• _RECORDS FOR THIS TASK_
_ _ _

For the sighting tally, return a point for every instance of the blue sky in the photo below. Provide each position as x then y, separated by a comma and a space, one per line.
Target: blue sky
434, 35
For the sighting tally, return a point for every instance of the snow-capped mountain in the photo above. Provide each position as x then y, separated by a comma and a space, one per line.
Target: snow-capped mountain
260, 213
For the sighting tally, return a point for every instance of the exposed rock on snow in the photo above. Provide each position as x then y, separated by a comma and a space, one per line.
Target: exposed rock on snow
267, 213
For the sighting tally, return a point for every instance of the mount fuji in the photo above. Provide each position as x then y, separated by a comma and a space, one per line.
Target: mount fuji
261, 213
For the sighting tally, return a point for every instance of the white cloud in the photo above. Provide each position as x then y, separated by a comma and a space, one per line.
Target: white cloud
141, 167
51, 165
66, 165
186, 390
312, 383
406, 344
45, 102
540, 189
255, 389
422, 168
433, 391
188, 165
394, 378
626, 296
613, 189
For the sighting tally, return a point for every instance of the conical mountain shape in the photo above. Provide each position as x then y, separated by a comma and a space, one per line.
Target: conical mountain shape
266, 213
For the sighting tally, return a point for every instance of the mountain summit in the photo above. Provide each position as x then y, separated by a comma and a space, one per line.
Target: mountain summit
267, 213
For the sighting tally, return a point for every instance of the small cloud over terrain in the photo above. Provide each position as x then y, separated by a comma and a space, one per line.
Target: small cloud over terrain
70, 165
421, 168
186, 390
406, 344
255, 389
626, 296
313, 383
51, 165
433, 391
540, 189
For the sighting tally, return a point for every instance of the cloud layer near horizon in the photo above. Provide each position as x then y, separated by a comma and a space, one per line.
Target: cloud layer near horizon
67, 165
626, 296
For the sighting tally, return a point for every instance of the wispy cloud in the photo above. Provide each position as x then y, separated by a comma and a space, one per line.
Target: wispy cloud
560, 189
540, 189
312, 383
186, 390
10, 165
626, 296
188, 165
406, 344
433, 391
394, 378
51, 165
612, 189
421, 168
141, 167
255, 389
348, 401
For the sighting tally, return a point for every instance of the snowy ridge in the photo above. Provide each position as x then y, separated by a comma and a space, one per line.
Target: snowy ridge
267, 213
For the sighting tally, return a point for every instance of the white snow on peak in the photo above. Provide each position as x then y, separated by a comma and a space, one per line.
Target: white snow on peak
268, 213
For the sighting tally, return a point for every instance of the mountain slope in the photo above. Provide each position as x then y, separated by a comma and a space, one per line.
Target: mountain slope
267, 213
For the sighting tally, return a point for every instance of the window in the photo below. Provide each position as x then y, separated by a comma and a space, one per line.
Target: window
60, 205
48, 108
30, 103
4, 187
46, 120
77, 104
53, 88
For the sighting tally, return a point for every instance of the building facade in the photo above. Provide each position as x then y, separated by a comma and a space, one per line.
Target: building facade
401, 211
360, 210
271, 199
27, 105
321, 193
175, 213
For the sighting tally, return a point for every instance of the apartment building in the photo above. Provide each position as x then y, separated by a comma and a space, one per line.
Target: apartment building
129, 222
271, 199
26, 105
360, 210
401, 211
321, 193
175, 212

_ _ _

Set down every line of the listing above again, exactly as given.

For the sighting tally, return a point for every instance of the blue sky in the photo below. Provide each position as x then y, separated by a comma and a space, one per line.
Target: blue sky
434, 35
For the sighting tally, return a point for every instance of the snow-capped mountain in the photo above. Provide each position as x then y, separated by a comma and a space, one per line.
Target: snow-capped mountain
260, 213
For the sighting tally, return a point for every instance of the exposed rock on snow in the photo above. Provide each position as x then y, separated by a comma and a space, one per line.
Target: exposed rock on snow
267, 213
For the sighting tally, return a point for every instance of the mount fuji in the photo above. Provide each position as x then y, separated by a comma and a space, one per line.
Target: mount fuji
261, 213
For the sighting tally, return a point for every instance of the white cloud in the photo above. Provide each position as x then y, separated by a comma and a space, one per line.
Target: white cloud
141, 167
51, 165
66, 165
186, 390
312, 383
406, 344
45, 102
540, 189
255, 389
422, 168
433, 391
188, 165
394, 378
626, 296
613, 189
For the sighting tally, return a point for every instance of the conical mountain shape in the photo above. Provide each position as x then y, separated by a comma and a space, one per line.
Target: conical mountain shape
266, 213
For the sighting tally, return a point for every instance of the mountain summit in the photo above. Provide each position as x then y, separated by a comma and a space, one per line.
Target: mountain summit
267, 213
For the sighting tally, return a point for every instance of the small cloud over terrain in the photo above. Provide each position as x then y, separated by a comma and a space, one per line.
Target: small cloud over terrain
70, 165
421, 168
186, 390
406, 344
255, 389
626, 296
313, 383
51, 165
433, 391
540, 189
For the sighting tally, return a point for every instance of the cloud layer near horizon in the photo above. Provide each position as x then y, separated by a comma and a space, one per line.
Target: cloud layer near horizon
67, 165
626, 296
For the sighting tally, return a point for every instance of the wispy cloud in the photo above. Provide each position as x then y, separated by a comma and a space, one per line.
Target: wispy cloud
560, 189
540, 189
312, 383
186, 390
10, 165
626, 296
188, 165
406, 344
433, 391
394, 378
51, 165
612, 189
421, 168
141, 167
255, 389
348, 401
For the sighting tally, return a point for every instance of the snowy ridge in the photo above. Provide each position as x then y, separated by a comma and a space, one per line.
Target: snowy ridge
267, 213
For the sighting tally, return a point for every instance of the white snow on peak in the photo above. Provide each position as x then y, separated by a comma and a space, one per line.
Target: white snow on peak
268, 213
For the sighting tally, return a point for every instance of the mountain slope in the photo above. Provide each position as x then y, separated by a comma and a space, one per line.
Target: mountain slope
267, 213
For the sighting tally, return a point for every instance of the window in the photo below. Provide each position as x then y, separated by a comma and a space, one per line.
Target: window
60, 205
48, 108
30, 103
4, 187
46, 120
77, 104
53, 88
For the sighting tally, return a point for every instance of the building facade in the photo above. Provide each position as x then y, separated by a comma and a space, one per line.
Target: building facade
401, 211
360, 210
271, 199
27, 105
321, 193
175, 213
For the sighting tally, return a point for every instance of the apartment building in the photo above. Provide each position as x then y, separated by a comma and a space, one per line.
Target: apartment building
129, 222
271, 199
26, 105
360, 210
401, 211
321, 193
175, 212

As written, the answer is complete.